Since many of our working concepts and much of our present understanding of mammalian chromosomes stem from earlier studies on lower organisms, participants in the symposium have endeavored to include the pertinent relationships compiled for the more classical species. The reader must be warned that no attempt has been made to abbreviate or simplify terms regarding the structural and functional aspects of the mammalian chromosome, even though current descriptions have led many of us to the brink of making such proposals. I trust the reader will keep in mind that the perplexing dynamics embodied in the mitotic and meiotic chromosomes defy one's efforts truly to improve upon the working terminology employed at this time. However, at the present rate of progress, this area will experience drastic lexicographic revisions very shortly.

It is said that one looks into a microscope, his eyes adjust to a focal distance of infinite length. Perception is restricted to a flattened image, lacking three dimensional depth of field. Perhaps this deletion is responsible for the hypnotic spells one experiences while viewing the dense and static metaphase chromosome. Once the spell is broken, the viewer may find himself reliving the patience, curiosity, and imagination of earlier investigators in their attempts to relate functional and structural aspects of the chromosomes to visual differences in the staining capacity of distinct segments. Descriptive terms such as "positive and negative heteropycnosis" and "allocycly" continue to be confusing, because of the need to be constantly aware of the striking and contrasting changes in the appearance of a given segment or chromosome during each phase of the cell cycle.

The initial concept of sex chromosomes was based upon McClung's recognition in 1902 of differences in the allocyclic nature of the "accessory" chromosomes in meiotic cells of both sexes. By 1929 Heitz proposed the terms "euchromatin" and "heterochromatin" to describe segments of chromatin that were either genetically active or repressed, respectively. This may be regarded as the first attempt to associate structural with functional aspects of the chromosome. Because of its rigid oversimplification, usage of these terms was soon challenged by Darlington and others during the '30s. By the mid-40s, Casperrson and his associates proposed that inactivation of genes was due to associated histones, while globulins were associated with active genes. Shortly thereafter, M.J.D. White and Prokofyeva-Belgovskaya offered other interpretations. White considered heterochromatin to exist in several forms, each in association with a corresponding or specific protein structure, while Prokofyeva-Belgovskaya regarded heterochromatin and euchromatin to relect physiologic states of a given segment of chromatin. In essence, her cytogenetic analyses indicated that a chromosome segment could exist in either state, depending upon the physiological condition of the cell or tissue. Judging from present considerations, the latter concept is by far the more advanced and serves as an underlying theme in this symposium.

The first meiotic division is, perhaps, the most vital source of information for systematic cytotaxonomy. Although the atlas of mammalian chromosome numbers is presently being compiled rapidly (and accurately, thanks to advantages of tissue culture methods ), the vast compilation prior to 1955 was due mainly to the efforts of a few individuals, notable among them Professors R. Matthey of Lausanne, and S. Makino of Sapporo. We are most fortunate in having Professor Matthey present to us his recent findings on the African pigmy mice, of the genus Leggada. The polymorphic chromosomal features noted in his sampling fulfill the Robertsonian scheme for speciation among closely related members of a genus. With rod-shaped chromosomes joining to form V-shaped or metacentric chromosomes, and vice versa, Matthey takes us on a cytological safari to view the latest patterns of active speciation and evolution among the wild rodents of Africa.

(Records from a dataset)
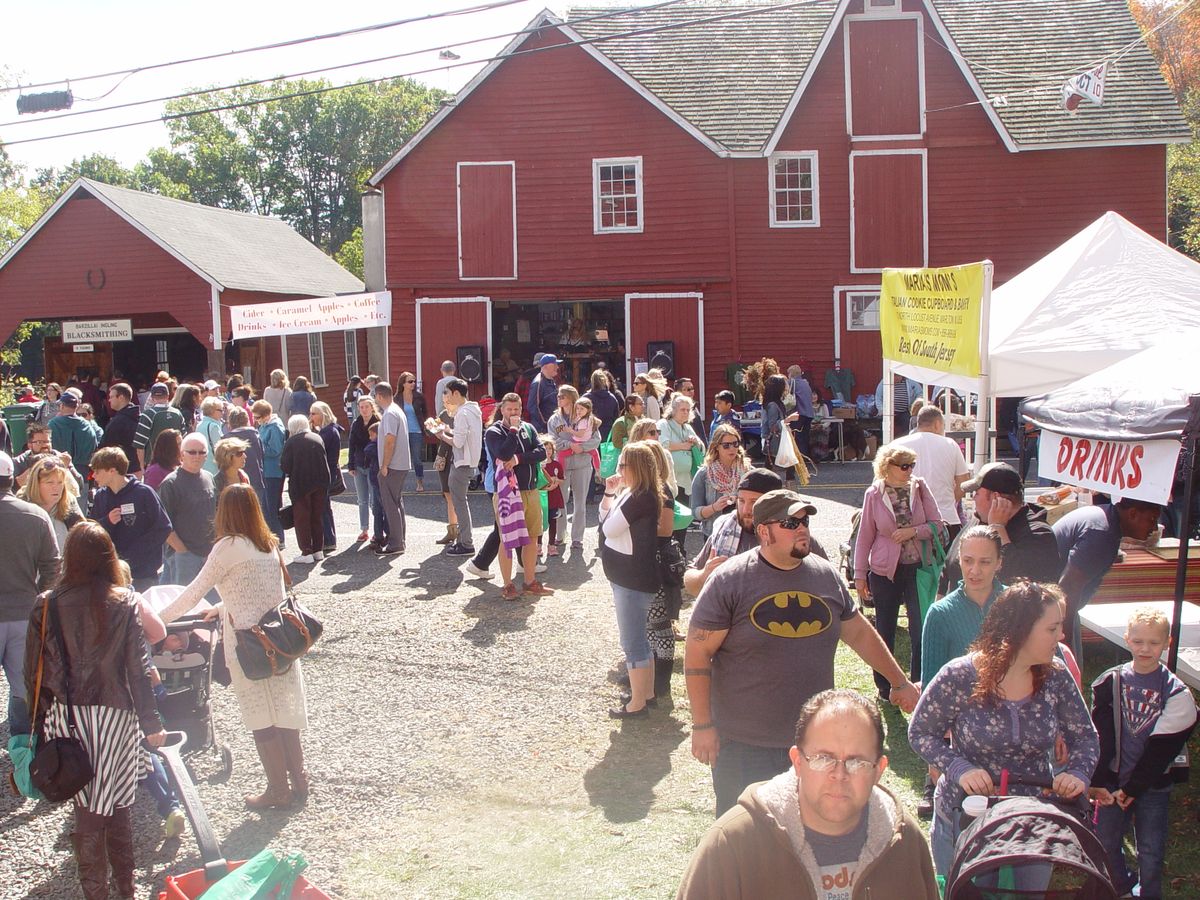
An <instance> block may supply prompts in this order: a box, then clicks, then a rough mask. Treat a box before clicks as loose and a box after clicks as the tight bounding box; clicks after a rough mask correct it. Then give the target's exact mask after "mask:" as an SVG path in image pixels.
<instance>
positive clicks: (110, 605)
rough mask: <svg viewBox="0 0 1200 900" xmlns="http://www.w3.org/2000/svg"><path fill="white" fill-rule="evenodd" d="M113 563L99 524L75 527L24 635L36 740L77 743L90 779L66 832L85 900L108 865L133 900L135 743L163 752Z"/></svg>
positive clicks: (143, 669)
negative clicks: (48, 592) (38, 736)
mask: <svg viewBox="0 0 1200 900" xmlns="http://www.w3.org/2000/svg"><path fill="white" fill-rule="evenodd" d="M119 563H120V560H119V559H118V557H116V548H115V547H114V546H113V541H112V539H110V538H109V536H108V533H107V532H106V530H104V529H103V528H102V527H101V526H98V524H97V523H95V522H83V523H80V524H77V526H76V527H74V528H72V529H71V532H70V533H68V534H67V540H66V545H65V547H64V551H62V578H61V581H60V582H59V586H58V588H55V589H54V590H53V592H50V593H48V594H43V595H42V596H40V598H38V599H37V601H36V602H35V604H34V610H32V612H31V613H30V617H29V631H28V636H26V638H25V659H26V660H28V664H26V666H25V686H26V690H28V691H29V697H30V698H32V697H34V695H35V692H37V695H38V696H37V708H36V709H34V710H32V721H34V733H35V734H41V733H44V736H46V738H47V739H52V738H65V737H77V738H78V739H79V740H80V742H82V743H83V745H84V749H85V750H86V751H88V758H89V761H90V762H91V767H92V770H94V772H95V775H94V778H92V780H91V781H89V782H88V784H86V785H84V787H83V790H80V791H79V793H77V794H76V796H74V798H73V799H74V830H73V832H72V834H71V845H72V847H73V850H74V856H76V866H77V869H78V872H79V883H80V886H82V887H83V894H84V896H85V898H88V900H92V899H94V898H107V896H108V872H109V866H112V870H113V877H114V878H115V880H116V888H118V892H119V893H120V895H121V896H125V898H132V896H133V892H134V884H133V820H132V816H131V811H132V808H133V796H134V793H136V792H137V787H138V774H139V772H140V770H143V769H144V768H149V767H148V766H144V762H143V757H142V752H140V749H139V745H138V744H139V740H140V738H142V736H143V734H144V736H145V739H146V743H148V744H150V745H151V746H162V743H163V740H164V738H166V734H164V733H163V731H162V724H161V722H160V721H158V710H157V709H156V708H155V702H154V689H152V688H151V685H150V673H149V671H148V668H146V665H145V661H144V655H143V654H144V648H145V642H144V638H143V636H142V624H140V620H139V618H138V606H137V600H136V599H134V595H133V592H132V590H128V589H127V588H125V587H122V586H124V583H125V578H124V576H122V575H121V570H120V565H119ZM43 617H48V618H46V620H44V626H46V628H44V632H46V643H44V646H43V643H42V631H43ZM38 659H41V660H42V667H41V668H42V680H41V690H40V691H37V670H38V665H37V660H38ZM43 730H44V731H43Z"/></svg>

- _What is needed_
Copy word for word the part of the passage on mammalian chromosomes that opens with the words containing "It is said that" and closes with "the cell cycle.". The data stands apart from the passage on mammalian chromosomes and has no connection to it.

- _Written response_
It is said that one looks into a microscope, his eyes adjust to a focal distance of infinite length. Perception is restricted to a flattened image, lacking three dimensional depth of field. Perhaps this deletion is responsible for the hypnotic spells one experiences while viewing the dense and static metaphase chromosome. Once the spell is broken, the viewer may find himself reliving the patience, curiosity, and imagination of earlier investigators in their attempts to relate functional and structural aspects of the chromosomes to visual differences in the staining capacity of distinct segments. Descriptive terms such as "positive and negative heteropycnosis" and "allocycly" continue to be confusing, because of the need to be constantly aware of the striking and contrasting changes in the appearance of a given segment or chromosome during each phase of the cell cycle.